Extrait du texte -
◆ ◆ ◆ ◆ ◆
Après avoir connu un des conflits les plus meurtriers de l’après-guerre froide, la RDC se trouve aux prises avec un lourd héritage : la violation systématique et généralisée des droits de la personne par des acteurs relevant ou non de l’État, dans le cadre d’un enchaînement de guerres ininterrompu depuis 1996. Les violences sexuelles, on le sait, y sont monnaie courante, et lui valent le douteux honneur d’être sacrée « capitale mondiale du viol ».
Alimentés par tout un ensemble de facteurs locaux, tels que la propriété de la terre et les tensions ethniques, la compétition pour participer au pouvoir local et national, et la dynamique de la sécurité régionale, les conflits congolais se sont avérés particulièrement inextricables. Cette instabilité persistante, qui a suscité un besoin urgent de mesures de justice transitionnelle, pour mettre fin à l’impunité et favoriser la réconciliation, fait en même temps obstacle à l’objectif recherché.
◆ ◆ ◆ ◆ ◆
Votre objectif -
Dites si chacune des affirmations suivantes concorde avec l'extrait sur les conflits en RDC, en répondant par oui ou par non et en citant les mots décisifs de l'extrait. 1. Les guerres en RDC s'enchaînent sans interruption depuis 1996. 2. Les conflits congolais se sont révélés faciles à résoudre. 3. L'instabilité persistante entrave l'objectif recherché par la justice transitionnelle.

Données fournies -
◆ ◆ ◆ ◆ ◆
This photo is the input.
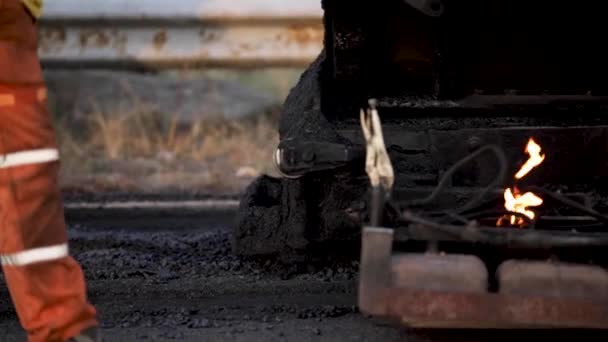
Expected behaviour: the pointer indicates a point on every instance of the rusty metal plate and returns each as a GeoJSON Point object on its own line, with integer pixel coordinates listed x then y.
{"type": "Point", "coordinates": [557, 280]}
{"type": "Point", "coordinates": [434, 309]}
{"type": "Point", "coordinates": [441, 272]}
◆ ◆ ◆ ◆ ◆
Réponse attendue -
1. Oui : « dans le cadre d’un enchaînement de guerres ininterrompu depuis 1996 ».
2. Non : « les conflits congolais se sont avérés particulièrement inextricables ».
3. Oui : « fait en même temps obstacle à l’objectif recherché ».